*REQUIREMENTS*
Show every line in the records below that contains the string "trousers". Case counts.

*RECORDS FOR THIS TASK*
**********

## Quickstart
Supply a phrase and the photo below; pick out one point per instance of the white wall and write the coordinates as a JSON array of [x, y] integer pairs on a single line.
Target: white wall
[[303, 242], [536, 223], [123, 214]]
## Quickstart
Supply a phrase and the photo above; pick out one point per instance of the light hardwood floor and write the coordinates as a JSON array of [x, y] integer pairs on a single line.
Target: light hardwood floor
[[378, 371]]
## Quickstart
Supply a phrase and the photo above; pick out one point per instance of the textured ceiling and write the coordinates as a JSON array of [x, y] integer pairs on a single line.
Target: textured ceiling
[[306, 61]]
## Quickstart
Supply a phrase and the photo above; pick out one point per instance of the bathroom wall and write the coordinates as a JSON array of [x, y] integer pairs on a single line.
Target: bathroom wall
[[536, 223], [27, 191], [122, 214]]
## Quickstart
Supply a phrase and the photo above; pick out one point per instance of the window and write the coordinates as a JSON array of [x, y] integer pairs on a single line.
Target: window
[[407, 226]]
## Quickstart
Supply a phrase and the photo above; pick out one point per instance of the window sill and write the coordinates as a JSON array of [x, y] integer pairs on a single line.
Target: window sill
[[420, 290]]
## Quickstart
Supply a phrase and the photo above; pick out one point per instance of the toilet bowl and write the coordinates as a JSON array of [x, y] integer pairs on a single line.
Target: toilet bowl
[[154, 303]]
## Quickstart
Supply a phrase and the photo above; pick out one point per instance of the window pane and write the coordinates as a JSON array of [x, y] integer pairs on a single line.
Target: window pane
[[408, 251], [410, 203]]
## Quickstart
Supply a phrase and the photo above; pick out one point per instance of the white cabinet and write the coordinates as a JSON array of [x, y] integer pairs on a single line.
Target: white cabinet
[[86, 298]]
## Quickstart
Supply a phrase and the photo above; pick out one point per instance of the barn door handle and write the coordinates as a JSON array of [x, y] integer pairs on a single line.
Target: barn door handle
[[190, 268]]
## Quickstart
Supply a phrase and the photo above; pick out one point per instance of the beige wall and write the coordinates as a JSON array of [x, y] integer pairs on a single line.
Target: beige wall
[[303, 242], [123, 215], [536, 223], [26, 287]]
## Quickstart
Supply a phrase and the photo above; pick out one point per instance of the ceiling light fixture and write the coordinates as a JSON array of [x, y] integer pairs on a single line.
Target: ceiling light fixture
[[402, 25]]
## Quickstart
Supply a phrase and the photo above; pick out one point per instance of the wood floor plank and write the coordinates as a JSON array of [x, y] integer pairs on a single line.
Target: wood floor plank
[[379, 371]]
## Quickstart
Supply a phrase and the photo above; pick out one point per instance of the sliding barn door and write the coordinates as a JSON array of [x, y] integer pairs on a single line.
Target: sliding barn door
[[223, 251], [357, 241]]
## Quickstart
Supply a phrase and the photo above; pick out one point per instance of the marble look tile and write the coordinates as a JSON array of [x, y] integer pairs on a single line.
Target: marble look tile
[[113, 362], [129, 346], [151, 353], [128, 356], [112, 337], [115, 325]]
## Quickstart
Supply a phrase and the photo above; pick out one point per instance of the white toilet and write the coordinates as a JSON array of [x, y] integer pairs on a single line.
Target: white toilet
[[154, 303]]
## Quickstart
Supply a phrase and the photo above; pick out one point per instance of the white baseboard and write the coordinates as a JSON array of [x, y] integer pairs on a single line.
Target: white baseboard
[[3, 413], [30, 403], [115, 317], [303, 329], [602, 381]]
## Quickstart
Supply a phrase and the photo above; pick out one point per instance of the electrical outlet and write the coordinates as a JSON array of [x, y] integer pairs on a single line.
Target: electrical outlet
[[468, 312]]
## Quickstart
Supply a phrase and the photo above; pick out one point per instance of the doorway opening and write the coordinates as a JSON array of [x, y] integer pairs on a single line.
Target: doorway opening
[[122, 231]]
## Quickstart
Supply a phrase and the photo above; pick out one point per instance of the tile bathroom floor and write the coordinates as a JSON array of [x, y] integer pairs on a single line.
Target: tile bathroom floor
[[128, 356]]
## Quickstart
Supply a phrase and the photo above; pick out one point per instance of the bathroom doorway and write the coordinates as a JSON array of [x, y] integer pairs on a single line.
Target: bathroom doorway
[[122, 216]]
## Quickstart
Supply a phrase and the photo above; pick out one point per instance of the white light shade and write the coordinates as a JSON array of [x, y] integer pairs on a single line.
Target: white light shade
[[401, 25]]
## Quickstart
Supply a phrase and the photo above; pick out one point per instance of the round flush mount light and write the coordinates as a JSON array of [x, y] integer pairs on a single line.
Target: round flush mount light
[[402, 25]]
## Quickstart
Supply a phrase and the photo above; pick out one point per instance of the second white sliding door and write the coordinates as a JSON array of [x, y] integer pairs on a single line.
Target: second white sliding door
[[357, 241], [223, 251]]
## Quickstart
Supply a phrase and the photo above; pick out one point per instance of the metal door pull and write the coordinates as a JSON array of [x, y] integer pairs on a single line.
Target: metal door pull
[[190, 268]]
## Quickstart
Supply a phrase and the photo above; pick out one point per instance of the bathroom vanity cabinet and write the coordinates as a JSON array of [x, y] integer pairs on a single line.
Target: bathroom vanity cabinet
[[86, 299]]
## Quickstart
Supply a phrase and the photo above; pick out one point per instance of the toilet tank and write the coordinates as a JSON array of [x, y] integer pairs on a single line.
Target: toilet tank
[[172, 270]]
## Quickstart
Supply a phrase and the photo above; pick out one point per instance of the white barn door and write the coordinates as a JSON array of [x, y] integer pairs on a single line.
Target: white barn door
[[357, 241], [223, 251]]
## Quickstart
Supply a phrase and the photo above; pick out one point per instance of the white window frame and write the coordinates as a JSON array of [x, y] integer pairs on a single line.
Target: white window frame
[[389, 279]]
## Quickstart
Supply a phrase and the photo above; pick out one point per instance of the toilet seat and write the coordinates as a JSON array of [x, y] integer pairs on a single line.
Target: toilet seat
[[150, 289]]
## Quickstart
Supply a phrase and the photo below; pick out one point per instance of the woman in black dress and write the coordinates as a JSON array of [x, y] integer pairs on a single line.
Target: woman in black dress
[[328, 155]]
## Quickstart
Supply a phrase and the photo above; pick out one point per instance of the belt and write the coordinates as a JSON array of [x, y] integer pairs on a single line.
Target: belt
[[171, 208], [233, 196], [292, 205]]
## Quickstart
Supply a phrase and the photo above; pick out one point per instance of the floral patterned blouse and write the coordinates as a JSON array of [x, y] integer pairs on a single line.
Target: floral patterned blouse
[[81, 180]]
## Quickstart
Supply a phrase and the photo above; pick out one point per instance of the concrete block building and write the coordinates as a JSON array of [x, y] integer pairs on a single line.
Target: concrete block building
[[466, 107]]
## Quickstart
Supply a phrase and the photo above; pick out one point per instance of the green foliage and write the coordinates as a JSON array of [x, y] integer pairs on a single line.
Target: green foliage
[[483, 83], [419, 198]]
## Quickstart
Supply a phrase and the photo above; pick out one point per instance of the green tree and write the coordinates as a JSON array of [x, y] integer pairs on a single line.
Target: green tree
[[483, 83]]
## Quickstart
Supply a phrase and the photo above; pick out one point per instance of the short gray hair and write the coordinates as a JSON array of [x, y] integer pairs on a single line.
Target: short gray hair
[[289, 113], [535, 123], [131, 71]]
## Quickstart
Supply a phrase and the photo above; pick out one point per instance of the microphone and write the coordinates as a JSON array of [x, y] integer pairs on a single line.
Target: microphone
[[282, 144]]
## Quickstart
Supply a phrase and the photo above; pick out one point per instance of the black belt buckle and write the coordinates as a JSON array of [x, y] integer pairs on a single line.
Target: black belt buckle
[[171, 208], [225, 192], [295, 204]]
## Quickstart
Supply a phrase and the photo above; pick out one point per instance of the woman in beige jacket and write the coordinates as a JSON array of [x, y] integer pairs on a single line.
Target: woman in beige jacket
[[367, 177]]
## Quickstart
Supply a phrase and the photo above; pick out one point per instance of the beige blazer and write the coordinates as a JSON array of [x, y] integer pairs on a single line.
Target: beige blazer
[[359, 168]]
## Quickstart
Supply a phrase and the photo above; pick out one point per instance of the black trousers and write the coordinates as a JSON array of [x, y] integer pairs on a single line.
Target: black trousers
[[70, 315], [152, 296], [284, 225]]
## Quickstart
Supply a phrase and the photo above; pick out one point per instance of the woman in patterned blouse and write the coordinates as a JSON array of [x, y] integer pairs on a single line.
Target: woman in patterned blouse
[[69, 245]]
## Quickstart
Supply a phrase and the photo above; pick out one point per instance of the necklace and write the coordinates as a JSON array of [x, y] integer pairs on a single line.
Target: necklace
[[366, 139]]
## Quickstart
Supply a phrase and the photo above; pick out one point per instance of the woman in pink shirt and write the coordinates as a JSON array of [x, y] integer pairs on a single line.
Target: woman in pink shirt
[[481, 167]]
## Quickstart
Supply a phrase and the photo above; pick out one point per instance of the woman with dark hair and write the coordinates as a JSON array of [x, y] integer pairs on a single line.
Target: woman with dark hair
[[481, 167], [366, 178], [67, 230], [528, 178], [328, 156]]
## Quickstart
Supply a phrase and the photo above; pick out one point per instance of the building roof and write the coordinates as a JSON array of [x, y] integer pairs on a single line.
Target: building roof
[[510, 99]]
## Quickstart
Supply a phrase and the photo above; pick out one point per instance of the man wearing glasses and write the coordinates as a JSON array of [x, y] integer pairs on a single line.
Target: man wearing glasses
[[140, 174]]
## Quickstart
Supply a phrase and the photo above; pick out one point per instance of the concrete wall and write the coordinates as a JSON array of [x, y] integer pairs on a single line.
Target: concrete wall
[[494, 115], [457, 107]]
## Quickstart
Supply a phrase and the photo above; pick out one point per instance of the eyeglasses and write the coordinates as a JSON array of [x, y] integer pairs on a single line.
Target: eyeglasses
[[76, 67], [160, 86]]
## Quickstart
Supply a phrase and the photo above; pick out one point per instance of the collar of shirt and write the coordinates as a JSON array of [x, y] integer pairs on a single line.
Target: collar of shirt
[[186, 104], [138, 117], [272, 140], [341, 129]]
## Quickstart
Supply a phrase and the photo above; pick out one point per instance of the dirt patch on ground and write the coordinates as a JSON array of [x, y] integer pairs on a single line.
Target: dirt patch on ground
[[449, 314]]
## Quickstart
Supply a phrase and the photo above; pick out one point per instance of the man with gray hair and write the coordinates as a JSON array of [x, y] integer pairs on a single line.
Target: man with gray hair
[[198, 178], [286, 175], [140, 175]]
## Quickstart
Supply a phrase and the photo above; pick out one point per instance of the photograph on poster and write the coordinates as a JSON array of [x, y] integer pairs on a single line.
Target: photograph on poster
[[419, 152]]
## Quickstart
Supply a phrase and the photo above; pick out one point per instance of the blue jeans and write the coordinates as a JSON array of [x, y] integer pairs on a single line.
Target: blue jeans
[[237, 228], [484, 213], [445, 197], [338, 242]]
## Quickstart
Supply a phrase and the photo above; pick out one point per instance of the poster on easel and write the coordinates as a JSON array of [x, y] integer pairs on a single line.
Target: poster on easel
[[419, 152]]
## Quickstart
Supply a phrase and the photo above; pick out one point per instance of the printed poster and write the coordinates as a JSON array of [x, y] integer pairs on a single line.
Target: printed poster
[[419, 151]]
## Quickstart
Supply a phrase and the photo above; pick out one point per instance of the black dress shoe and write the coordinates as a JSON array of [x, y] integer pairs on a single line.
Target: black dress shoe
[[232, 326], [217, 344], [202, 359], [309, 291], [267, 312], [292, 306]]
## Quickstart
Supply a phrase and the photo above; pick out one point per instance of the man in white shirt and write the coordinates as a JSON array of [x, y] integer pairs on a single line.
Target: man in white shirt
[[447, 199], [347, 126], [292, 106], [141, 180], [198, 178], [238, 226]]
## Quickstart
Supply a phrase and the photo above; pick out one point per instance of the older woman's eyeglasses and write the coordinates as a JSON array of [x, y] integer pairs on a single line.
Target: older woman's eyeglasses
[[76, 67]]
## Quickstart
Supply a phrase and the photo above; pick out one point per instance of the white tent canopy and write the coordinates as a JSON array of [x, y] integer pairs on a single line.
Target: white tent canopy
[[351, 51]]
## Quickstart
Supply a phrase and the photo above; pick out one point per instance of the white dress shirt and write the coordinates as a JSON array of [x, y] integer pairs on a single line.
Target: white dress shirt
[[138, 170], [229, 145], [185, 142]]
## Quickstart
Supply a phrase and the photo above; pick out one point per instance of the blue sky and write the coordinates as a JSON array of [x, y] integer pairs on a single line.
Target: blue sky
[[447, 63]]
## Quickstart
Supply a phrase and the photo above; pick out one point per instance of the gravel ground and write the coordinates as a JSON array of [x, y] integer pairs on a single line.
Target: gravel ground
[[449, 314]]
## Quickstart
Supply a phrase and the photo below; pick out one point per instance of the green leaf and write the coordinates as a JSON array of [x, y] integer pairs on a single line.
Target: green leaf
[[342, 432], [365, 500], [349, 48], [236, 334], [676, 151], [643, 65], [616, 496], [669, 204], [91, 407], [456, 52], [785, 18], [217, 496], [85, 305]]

**********

*PROBLEM SOLUTION*
Supply a phrase and the photo above; pick out one point per instance of the black trousers and write the coordinates as a JSON array of [x, y] integer pairs on a single line.
Target: black trousers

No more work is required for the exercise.